The 21st Century’s Oil

The World Bank estimates that by 2025, two thirds of the world’s population will not have safe water. In the United States, aquifers are rapidly declining; the entire Colorado River disappears into aqueducts before it reaches the Gulf of Mexico. In Africa, Lake Chad has shriveled to just 5% of its former size over the last 40 years; and in Central Asia, the Aral Sea, once the fourth largest lake in the world, has lost 75% of its water.
Many corporate executives view this crisis as a business opportunity. Water is already a $400 billion global business, mostly controlled by two French corporations, Vivendi and Suez, with more than 200 million customers in 150 countries.
Transnational water companies are seeking to own or run water systems — as they soon will in Stockton, and already do in San Diego and other California cities — and to purchase rights to ship water to the highest bidder anywhere in the world. The Canadian company Global H20 has a contract to ship 58 billion liters per year of Alaskan glacier water to be bottled in a Chinese free-trade zone. Company officials have boasted that by using cheap labor they will “substantially undercut all other imported products.” Meanwhile, here in California, a consortium of transnationals has sought rights to water from the Mad River for shipment to San Diego [see Terrain, Spring 2003].
Deals like these show that globalization is no longer something the First World does to the Third. Corporate colonization is happening everywhere: Suez CEO Gérard Mestrallet has proclaimed that his business will continue the “philosophy of conquest” that it began in the 19th century when it built the Suez Canal.
Now — just in time to facilitate that process — new international trade laws may give private companies even more latitude for dealing in US water.
This spring, trade representatives met to discuss GATS, the Global Agreement on Trade and Services. GATS sets rules for how multinational corporations can do business in “services” — from telecommunications to mining to postal services, welfare, libraries, and water supply.
GATS rules are supposed to ensure that all service suppliers, public or private, can compete equally in the market — government is regarded as a competitor like any other. If the US agrees to put water on the global market as a GATS service, no federal, state, or local government can create a publicly owned water district without allowing transnationals to bid for the same service. This applies not only to supplying water but also building and maintaining facilities, pipelines, water treatment, water quality testing, sewage treatment, and more.

========

# EXERCISE 1:
In the article on water privatization, what percentage of its water has the Aral Sea lost?
# EXERCISE 2:
Return the passage of the article on water privatization starting with "This spring, trade" and going on through "treatment, and more.".
The items after this point have no connection to the article on water privatization.

========

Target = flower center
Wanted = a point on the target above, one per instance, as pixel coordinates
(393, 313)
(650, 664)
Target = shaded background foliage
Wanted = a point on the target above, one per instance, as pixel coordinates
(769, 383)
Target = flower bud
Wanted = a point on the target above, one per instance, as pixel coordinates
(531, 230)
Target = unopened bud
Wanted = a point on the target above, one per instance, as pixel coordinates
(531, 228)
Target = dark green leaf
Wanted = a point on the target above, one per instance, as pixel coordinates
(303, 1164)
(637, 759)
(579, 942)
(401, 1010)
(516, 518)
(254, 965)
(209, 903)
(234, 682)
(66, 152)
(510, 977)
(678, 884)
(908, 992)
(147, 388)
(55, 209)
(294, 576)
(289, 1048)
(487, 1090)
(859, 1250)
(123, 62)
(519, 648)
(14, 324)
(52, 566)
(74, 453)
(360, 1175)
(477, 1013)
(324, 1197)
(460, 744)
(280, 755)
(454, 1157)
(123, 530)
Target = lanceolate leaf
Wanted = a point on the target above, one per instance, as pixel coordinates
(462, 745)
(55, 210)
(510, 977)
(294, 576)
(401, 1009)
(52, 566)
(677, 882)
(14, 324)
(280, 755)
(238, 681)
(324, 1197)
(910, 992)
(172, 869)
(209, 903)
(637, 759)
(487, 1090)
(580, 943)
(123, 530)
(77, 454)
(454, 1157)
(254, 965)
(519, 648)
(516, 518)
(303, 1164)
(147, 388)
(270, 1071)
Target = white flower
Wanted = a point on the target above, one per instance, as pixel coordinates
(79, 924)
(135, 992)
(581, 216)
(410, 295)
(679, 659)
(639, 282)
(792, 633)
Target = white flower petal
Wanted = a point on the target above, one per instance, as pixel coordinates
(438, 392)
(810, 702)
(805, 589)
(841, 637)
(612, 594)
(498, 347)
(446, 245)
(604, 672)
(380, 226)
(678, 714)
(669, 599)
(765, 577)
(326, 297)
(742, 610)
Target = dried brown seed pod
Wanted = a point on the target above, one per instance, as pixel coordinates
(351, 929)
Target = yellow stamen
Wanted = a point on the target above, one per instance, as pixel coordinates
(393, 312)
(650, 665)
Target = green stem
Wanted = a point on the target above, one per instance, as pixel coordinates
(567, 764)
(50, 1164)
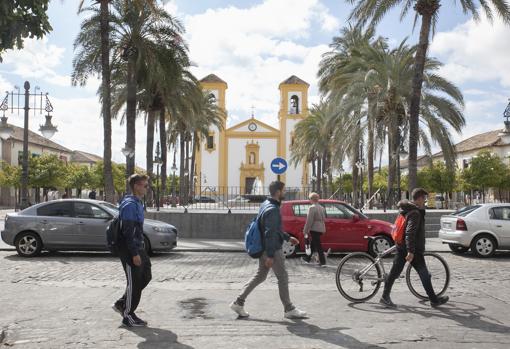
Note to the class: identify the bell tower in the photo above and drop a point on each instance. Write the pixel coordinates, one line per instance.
(215, 145)
(293, 108)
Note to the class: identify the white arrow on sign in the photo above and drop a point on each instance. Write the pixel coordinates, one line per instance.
(279, 165)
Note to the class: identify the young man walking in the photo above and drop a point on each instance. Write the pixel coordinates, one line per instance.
(136, 263)
(273, 258)
(412, 249)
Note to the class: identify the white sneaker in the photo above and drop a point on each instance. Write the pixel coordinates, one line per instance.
(296, 314)
(239, 309)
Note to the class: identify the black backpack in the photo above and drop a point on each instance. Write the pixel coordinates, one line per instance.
(113, 235)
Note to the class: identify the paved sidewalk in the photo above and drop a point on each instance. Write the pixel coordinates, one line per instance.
(64, 301)
(200, 245)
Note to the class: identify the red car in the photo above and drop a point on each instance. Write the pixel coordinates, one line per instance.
(346, 228)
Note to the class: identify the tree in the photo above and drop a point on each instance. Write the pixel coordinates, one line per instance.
(485, 171)
(78, 177)
(10, 177)
(21, 19)
(366, 11)
(47, 172)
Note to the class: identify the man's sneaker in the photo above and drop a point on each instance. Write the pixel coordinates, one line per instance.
(295, 314)
(440, 301)
(128, 321)
(386, 301)
(118, 308)
(239, 309)
(138, 320)
(305, 260)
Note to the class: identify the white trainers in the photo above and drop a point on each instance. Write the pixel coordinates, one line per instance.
(239, 309)
(296, 314)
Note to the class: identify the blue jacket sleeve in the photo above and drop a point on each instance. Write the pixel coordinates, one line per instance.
(128, 228)
(271, 222)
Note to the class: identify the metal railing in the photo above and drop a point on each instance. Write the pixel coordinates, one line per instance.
(236, 199)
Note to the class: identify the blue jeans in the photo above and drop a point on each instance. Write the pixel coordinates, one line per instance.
(418, 264)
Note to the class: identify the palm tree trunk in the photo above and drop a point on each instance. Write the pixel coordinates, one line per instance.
(182, 196)
(131, 117)
(370, 148)
(427, 10)
(193, 159)
(391, 167)
(109, 188)
(319, 174)
(187, 178)
(149, 153)
(164, 149)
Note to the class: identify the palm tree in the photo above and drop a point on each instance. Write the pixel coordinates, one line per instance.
(146, 42)
(313, 142)
(373, 11)
(104, 30)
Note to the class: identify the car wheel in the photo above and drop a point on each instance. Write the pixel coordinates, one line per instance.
(379, 244)
(28, 244)
(458, 249)
(288, 249)
(147, 246)
(483, 246)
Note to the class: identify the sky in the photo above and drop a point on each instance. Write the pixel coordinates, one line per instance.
(254, 45)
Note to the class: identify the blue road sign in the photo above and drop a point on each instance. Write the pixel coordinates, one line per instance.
(279, 166)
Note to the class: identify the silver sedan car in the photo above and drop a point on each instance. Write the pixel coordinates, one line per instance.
(77, 225)
(484, 228)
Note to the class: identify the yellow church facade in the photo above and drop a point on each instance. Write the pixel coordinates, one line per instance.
(240, 156)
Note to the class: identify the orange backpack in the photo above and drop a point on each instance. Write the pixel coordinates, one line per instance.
(399, 229)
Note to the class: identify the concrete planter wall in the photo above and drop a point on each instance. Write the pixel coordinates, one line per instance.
(232, 226)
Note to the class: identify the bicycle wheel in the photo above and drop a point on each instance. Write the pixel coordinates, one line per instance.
(358, 278)
(440, 276)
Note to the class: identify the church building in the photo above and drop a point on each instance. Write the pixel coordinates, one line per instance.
(240, 156)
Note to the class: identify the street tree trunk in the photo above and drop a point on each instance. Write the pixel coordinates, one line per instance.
(131, 117)
(192, 169)
(164, 149)
(150, 153)
(182, 195)
(372, 105)
(109, 188)
(427, 10)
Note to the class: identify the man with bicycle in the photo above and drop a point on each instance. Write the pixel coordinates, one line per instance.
(412, 249)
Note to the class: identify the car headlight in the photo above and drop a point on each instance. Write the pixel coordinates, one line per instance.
(164, 229)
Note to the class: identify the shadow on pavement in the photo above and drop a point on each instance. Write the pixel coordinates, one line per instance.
(157, 338)
(465, 314)
(331, 335)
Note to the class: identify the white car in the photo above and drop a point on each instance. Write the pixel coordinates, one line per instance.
(484, 228)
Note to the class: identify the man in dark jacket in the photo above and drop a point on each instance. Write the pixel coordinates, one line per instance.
(413, 249)
(136, 263)
(273, 258)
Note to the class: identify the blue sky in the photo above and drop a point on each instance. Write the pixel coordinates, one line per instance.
(254, 45)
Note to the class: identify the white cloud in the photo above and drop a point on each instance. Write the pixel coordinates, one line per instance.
(38, 60)
(475, 51)
(254, 49)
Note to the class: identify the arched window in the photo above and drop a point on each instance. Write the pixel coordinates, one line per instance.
(252, 158)
(294, 105)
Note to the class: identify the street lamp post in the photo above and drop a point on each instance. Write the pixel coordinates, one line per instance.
(6, 131)
(157, 161)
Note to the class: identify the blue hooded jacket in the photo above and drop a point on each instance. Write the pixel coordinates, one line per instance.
(132, 216)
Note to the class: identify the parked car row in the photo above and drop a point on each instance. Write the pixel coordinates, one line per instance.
(482, 228)
(79, 224)
(75, 224)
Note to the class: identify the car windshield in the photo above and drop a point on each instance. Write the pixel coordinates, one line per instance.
(463, 212)
(353, 210)
(109, 207)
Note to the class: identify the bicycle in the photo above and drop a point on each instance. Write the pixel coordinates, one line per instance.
(359, 275)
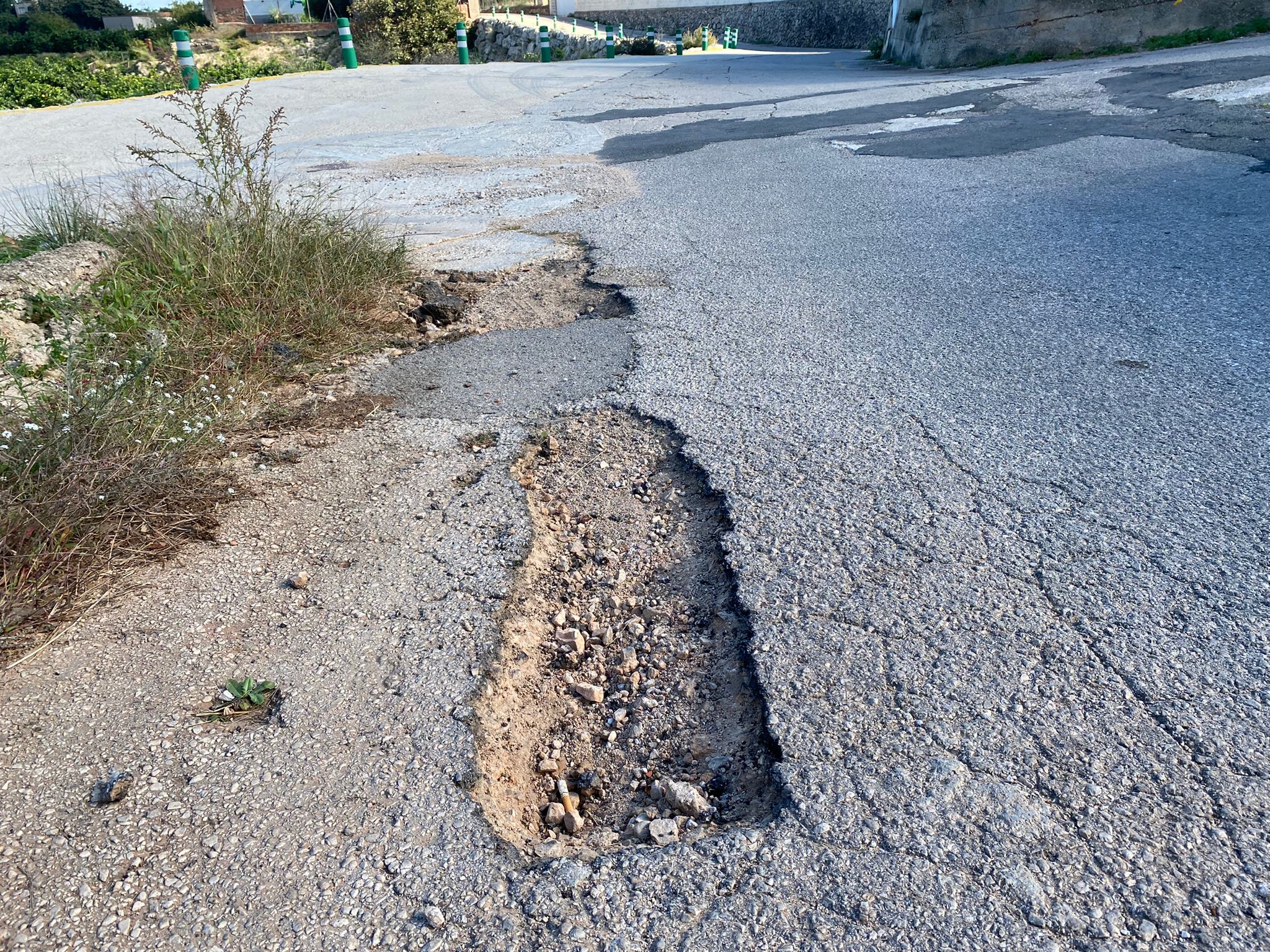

========

# WRITTEN SOLUTION 1:
The Aral Sea has lost 75% of its water.

# WRITTEN SOLUTION 2:
This spring, trade representatives met to discuss GATS, the Global Agreement on Trade and Services. GATS sets rules for how multinational corporations can do business in “services” — from telecommunications to mining to postal services, welfare, libraries, and water supply.
GATS rules are supposed to ensure that all service suppliers, public or private, can compete equally in the market — government is regarded as a competitor like any other. If the US agrees to put water on the global market as a GATS service, no federal, state, or local government can create a publicly owned water district without allowing transnationals to bid for the same service. This applies not only to supplying water but also building and maintaining facilities, pipelines, water treatment, water quality testing, sewage treatment, and more.